**Source text:**

Wednesday, November 30, 2011

That time of Year Again

Its that time of year again, Time when everything needs to be pulled in. The important things come to mind. Hands,toes,nose. Frost bite Doctors know one more.
Winter cycling in New England is not fun. Point to Point "destanition" riding works, but unless you find something else yo do out of the ordinary to occupy your outdoor fun, Its not good.
Salt and sand will come soon. Never ride anything that you cant afford to throw out. Someone said that to me years ago. Hey, It was me! Or Cooper.
Take a look around. What did you miss. Where did you want to be when the weather was nice and not important to keep warm or your bike salt free. Look around. The Cold is Coming and its coming Soon!

Monday, November 28, 2011

60 Degrees

Who could ask for more. The beauty of the Southern New England roads and short sleeve riding.

Now with most of the leaves down, bigger sky and better lighting give a whole new feel to the place we call home.
Stopping and viewing has a spectator seeing things maybe never otherwise noticed.
Get out and enjoy the day of what may be one of our last warm days this year.

Saturday, November 19, 2011

The Colder Days Are Coming!

Last night assured me that winter is not long off. The freak snow of last October was assurance enough that New England has not changed with its surprises of of temperature drop in a 24 hour period, but last night did it for me. Although there was no ice, heading out and really seeing my breath was.
Over the past week we have seen mild enough days for riding without jacket or glove. More like September, we enjoyed wind free riding on Wednesday only to have Thursday turn into what I would call "a classic New England November day." Just like I remember as a child riding home from school, caught without gloves, hands red as a cooked lobster claws.
Its never been easier to stay warm. Most of the sales at the shop today will be clothing. Did you know that you can spend $75.00 on a undershirt? How about $500.00 on a Jacket?
Layering still remains to be the best way to deal. You most likely have what you need to stay warm and comfortable if you are reading this right now. Just not this years fashion.
Colder days have us again dreaming of rides like the one pictured above. Days when only shirt and shorts will be needed to stay comfortable and enjoy riding. Just like last Wednesday!

Thursday, November 17, 2011

To See and Be Seen

The worry for new shoppers of recumbent bicycles is if while riding on roads, "Can you be seen?"
The question with today's drivers is , Are they watching the road?
Cell phones and now texting has drivers looking less at the roads for anything else then a car. The chance of getting hit and hurt by another car has divers more aware of automobiles then pedestrians and cyclists alike.

**Work instructions:**
A. In the cycling blog, transcribe the part that opens with the words containing "Last night assured" and closes with "cooked lobster claws.".
B. Please rewrite the part of the entries that opens with their first line and closes with the line containing "[[1284, 403, 1400, 467], [287, 289, 700, 565]]", changing "Class of interest" to "Target category" and leaving everything else as it stands. Give only those lines.

**Material for the task:**
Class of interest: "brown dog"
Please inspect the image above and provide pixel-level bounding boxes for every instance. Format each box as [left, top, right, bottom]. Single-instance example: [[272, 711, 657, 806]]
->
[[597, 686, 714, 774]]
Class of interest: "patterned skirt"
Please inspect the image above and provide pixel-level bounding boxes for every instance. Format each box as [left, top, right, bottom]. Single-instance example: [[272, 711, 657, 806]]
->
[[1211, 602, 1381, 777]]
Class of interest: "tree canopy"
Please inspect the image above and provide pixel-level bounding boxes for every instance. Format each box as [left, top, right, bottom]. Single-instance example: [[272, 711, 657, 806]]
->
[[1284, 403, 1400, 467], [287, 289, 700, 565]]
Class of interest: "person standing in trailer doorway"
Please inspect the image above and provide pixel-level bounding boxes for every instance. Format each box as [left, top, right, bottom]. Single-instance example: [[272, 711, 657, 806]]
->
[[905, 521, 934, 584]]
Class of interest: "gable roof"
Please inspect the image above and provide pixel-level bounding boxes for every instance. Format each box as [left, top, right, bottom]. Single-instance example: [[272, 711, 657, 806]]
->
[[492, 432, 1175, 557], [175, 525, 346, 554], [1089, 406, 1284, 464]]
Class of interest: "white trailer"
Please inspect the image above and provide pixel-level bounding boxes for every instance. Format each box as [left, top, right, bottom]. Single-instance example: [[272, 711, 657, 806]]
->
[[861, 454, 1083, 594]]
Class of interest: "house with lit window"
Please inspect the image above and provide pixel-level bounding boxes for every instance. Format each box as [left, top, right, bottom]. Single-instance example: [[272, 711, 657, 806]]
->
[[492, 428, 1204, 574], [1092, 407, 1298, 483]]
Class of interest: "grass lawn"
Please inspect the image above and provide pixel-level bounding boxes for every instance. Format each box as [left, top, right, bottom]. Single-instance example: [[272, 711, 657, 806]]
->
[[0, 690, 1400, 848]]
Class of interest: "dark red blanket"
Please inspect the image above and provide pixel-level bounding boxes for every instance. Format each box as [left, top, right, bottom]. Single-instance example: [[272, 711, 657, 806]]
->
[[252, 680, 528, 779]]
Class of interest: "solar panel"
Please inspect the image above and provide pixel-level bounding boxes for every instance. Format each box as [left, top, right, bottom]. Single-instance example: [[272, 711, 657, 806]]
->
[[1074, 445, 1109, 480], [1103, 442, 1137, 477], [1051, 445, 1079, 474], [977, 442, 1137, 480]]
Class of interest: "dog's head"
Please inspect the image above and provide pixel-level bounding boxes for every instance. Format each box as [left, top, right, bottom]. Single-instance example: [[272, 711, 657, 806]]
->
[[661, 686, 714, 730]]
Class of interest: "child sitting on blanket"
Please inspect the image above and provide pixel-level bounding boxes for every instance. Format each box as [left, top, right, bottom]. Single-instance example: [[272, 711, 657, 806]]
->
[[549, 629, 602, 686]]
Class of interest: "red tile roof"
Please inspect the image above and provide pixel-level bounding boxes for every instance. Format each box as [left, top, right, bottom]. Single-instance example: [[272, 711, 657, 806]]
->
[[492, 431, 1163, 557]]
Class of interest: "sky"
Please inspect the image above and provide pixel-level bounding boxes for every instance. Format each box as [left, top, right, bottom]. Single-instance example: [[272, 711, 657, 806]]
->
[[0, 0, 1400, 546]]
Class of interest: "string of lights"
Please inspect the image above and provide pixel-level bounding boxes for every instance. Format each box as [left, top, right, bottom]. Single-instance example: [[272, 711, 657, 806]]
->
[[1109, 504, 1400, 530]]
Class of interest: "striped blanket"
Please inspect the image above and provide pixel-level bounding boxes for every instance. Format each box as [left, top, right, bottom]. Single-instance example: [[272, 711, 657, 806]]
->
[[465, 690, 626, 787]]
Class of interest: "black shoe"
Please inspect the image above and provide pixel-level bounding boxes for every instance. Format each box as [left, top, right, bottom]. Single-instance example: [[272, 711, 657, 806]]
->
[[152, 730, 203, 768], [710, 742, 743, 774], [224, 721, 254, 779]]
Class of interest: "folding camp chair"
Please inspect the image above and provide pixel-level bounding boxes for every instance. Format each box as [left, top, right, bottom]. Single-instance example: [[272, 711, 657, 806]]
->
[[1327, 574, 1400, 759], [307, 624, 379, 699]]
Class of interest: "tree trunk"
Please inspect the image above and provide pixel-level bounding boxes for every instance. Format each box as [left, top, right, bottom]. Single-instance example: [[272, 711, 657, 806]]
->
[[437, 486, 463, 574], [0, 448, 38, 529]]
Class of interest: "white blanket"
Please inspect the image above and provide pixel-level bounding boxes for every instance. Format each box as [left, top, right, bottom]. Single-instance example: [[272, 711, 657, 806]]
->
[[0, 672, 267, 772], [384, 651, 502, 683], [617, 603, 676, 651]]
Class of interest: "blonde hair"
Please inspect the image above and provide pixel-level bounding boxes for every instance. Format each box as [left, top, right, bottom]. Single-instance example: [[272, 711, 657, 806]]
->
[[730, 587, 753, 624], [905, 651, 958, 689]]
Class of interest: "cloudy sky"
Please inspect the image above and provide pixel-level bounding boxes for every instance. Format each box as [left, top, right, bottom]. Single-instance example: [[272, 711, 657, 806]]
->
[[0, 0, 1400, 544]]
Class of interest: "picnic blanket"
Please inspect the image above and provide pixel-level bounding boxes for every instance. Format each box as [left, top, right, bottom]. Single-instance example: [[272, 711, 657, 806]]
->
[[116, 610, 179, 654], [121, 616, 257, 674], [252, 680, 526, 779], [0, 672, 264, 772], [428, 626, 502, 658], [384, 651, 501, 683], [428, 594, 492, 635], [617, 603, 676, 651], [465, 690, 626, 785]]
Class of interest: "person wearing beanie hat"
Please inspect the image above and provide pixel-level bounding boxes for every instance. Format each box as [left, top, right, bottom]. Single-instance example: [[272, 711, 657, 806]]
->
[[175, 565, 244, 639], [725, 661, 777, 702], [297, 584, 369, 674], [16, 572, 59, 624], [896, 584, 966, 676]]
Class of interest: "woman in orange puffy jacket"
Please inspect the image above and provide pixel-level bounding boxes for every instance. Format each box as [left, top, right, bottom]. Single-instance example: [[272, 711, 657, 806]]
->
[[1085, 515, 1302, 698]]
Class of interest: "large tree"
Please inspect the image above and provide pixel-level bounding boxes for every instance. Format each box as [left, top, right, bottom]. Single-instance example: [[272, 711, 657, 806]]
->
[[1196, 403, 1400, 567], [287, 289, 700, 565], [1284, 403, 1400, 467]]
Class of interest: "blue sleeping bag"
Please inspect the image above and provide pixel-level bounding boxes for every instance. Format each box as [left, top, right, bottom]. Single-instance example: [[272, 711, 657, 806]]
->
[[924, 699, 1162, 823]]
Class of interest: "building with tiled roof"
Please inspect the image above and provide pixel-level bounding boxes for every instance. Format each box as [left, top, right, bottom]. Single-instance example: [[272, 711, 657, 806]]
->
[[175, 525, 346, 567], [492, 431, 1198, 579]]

**Answers to the problems:**
A.
Last night assured me that winter is not long off. The freak snow of last October was assurance enough that New England has not changed with its surprises of of temperature drop in a 24 hour period, but last night did it for me. Although there was no ice, heading out and really seeing my breath was.
Over the past week we have seen mild enough days for riding without jacket or glove. More like September, we enjoyed wind free riding on Wednesday only to have Thursday turn into what I would call "a classic New England November day." Just like I remember as a child riding home from school, caught without gloves, hands red as a cooked lobster claws.

B.
Target category: "brown dog"
Please inspect the image above and provide pixel-level bounding boxes for every instance. Format each box as [left, top, right, bottom]. Single-instance example: [[272, 711, 657, 806]]
->
[[597, 686, 714, 774]]
Target category: "patterned skirt"
Please inspect the image above and provide pixel-level bounding boxes for every instance. Format each box as [left, top, right, bottom]. Single-instance example: [[272, 711, 657, 806]]
->
[[1211, 602, 1381, 777]]
Target category: "tree canopy"
Please inspect the image above and provide pixel-level bounding boxes for every instance. Format each box as [left, top, right, bottom]. Single-instance example: [[272, 711, 657, 806]]
->
[[1284, 403, 1400, 467], [287, 289, 700, 565]]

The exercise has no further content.